= PASSAGE TO READ =

━━━━

Skip to main content

parse_hgvs

Function parse_hgvs 

Source
pub fn parse_hgvs(input: &str) -> Result<HgvsVariant, ParseHgvsError>
Expand description

Parses an HGVS string into the Rust HgvsVariant model.

Leading and trailing whitespace are ignored before parsing.

The returned model keeps the HGVS expression split into:

  • reference: the reference source for a variant.
  • coordinate_system: the one-letter reference coordinate type.
  • description, the nucleotide or protein variant description.

§Examples

A splice-adjacent substitution in an intron:

use tinyhgvs::{NucleotideAnchor, NucleotideEdit, VariantDescription, parse_hgvs};

let variant = parse_hgvs("  NM_004006.2:c.357+1G>A  ").unwrap();

match variant.description {
    VariantDescription::Nucleotide(nucleotide) => {
        assert_eq!(nucleotide.location.start.anchor, NucleotideAnchor::Absolute);
        assert_eq!(nucleotide.location.start.coordinate, 357);
        assert_eq!(nucleotide.location.start.offset, 1);
        assert!(matches!(
            nucleotide.edit,
            NucleotideEdit::Substitution { ref reference, ref alternate }
                if reference == "G" && alternate == "A"

━━━━

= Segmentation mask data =
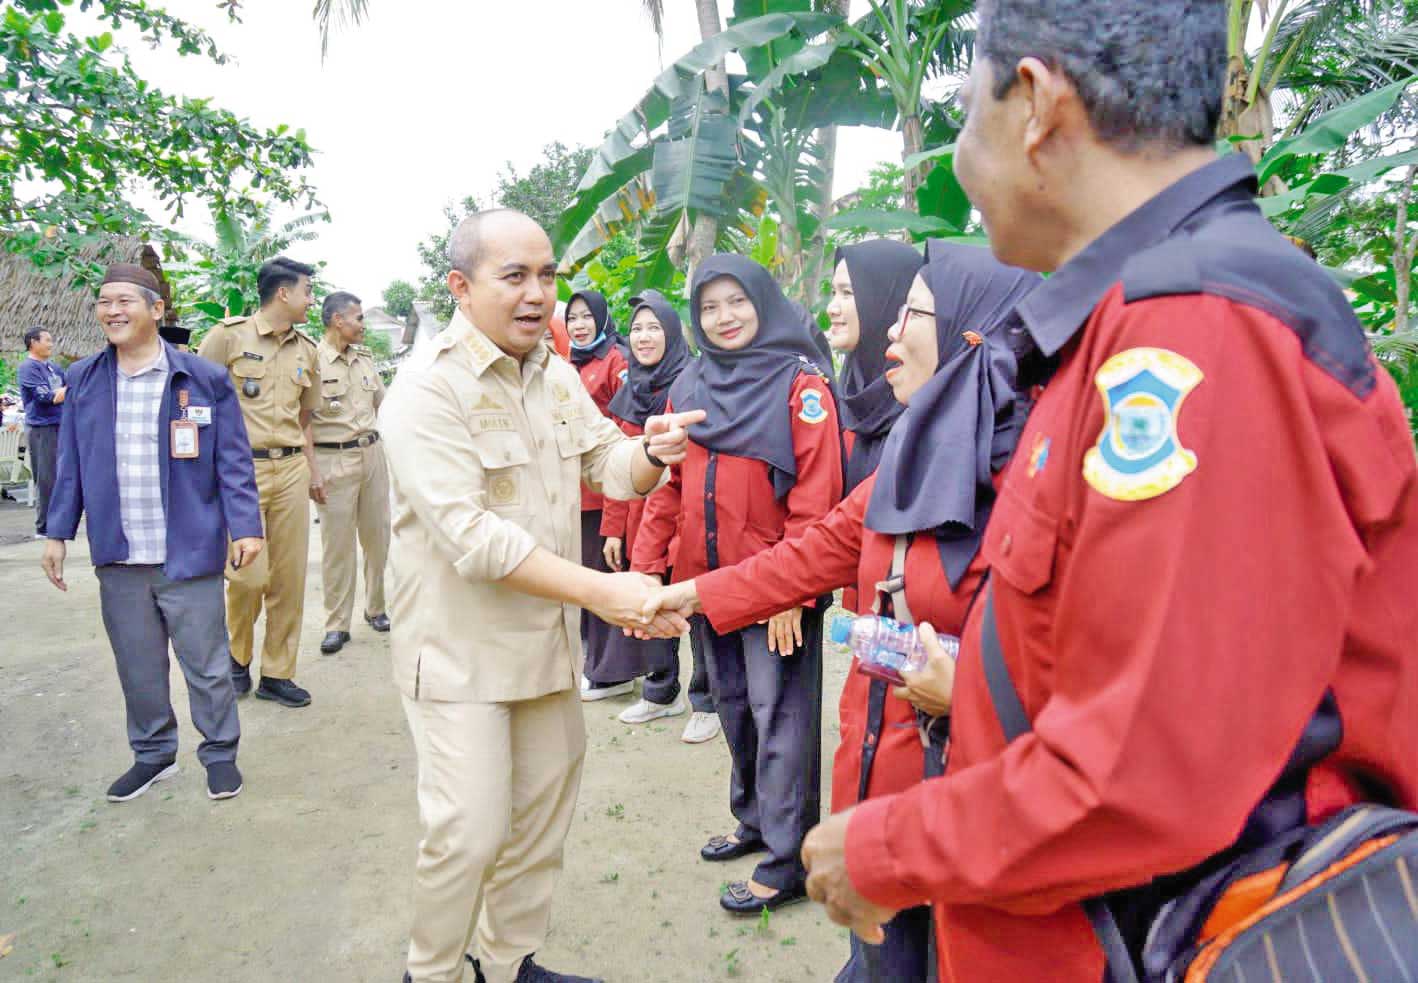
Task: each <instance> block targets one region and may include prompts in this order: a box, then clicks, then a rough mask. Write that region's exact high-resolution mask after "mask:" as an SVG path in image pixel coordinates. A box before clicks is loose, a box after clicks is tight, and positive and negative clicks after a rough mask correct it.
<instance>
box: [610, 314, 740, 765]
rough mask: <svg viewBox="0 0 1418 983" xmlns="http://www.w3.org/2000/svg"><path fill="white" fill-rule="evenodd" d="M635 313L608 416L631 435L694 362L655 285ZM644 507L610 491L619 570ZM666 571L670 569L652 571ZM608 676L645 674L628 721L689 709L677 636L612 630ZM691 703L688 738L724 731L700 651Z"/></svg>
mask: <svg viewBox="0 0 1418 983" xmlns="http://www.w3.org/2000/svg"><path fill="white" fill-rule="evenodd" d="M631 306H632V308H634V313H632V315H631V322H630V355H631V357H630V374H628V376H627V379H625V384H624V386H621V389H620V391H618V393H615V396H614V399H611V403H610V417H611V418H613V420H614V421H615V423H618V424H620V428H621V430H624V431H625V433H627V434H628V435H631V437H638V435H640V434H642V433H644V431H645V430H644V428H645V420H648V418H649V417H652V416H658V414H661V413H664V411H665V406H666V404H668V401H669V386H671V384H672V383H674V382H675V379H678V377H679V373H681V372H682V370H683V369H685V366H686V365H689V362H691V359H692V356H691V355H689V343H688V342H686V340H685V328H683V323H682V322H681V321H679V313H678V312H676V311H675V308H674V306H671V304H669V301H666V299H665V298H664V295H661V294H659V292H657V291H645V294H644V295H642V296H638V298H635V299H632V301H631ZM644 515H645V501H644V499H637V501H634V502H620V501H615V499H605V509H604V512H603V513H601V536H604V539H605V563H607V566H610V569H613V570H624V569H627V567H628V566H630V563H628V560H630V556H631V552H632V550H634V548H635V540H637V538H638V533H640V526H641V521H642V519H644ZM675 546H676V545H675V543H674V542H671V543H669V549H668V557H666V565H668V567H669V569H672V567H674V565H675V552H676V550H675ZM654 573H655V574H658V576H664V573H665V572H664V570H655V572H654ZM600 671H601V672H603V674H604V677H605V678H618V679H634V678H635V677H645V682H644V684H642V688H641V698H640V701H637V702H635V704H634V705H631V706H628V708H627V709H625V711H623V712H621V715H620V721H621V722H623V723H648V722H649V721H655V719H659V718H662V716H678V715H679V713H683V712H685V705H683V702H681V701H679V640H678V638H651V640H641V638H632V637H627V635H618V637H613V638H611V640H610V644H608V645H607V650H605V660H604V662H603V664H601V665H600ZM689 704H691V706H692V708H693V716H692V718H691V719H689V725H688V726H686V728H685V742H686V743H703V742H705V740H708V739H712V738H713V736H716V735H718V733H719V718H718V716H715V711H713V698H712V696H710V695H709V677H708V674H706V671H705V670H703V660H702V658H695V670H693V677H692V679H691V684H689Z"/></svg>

━━━━

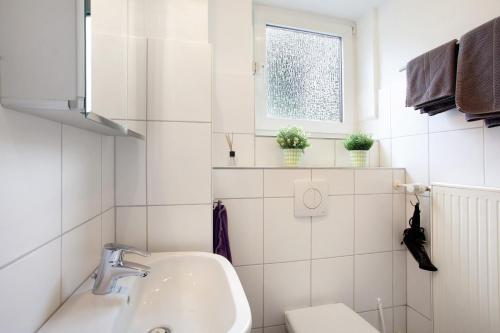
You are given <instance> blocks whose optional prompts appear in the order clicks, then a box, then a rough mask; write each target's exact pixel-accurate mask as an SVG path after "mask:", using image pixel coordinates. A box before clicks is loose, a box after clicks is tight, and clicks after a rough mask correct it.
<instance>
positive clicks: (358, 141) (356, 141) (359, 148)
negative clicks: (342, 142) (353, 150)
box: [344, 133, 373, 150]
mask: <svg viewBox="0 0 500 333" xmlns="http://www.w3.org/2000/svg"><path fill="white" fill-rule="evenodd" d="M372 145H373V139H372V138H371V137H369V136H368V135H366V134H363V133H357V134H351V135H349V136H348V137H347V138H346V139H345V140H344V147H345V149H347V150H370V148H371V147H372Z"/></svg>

━━━━

= ACTIVITY =
Answer these questions about the parse_hgvs documentation.
(a) What happens to leading and trailing whitespace in the input?
(b) What does the coordinate_system field hold?
(c) In the intron substitution example, what offset is asserted for the start location?
The entries have nothing to do with this task.

= TASK ANSWER =
(a) It is ignored before parsing.
(b) It holds the one-letter reference coordinate type.
(c) The asserted offset is 1.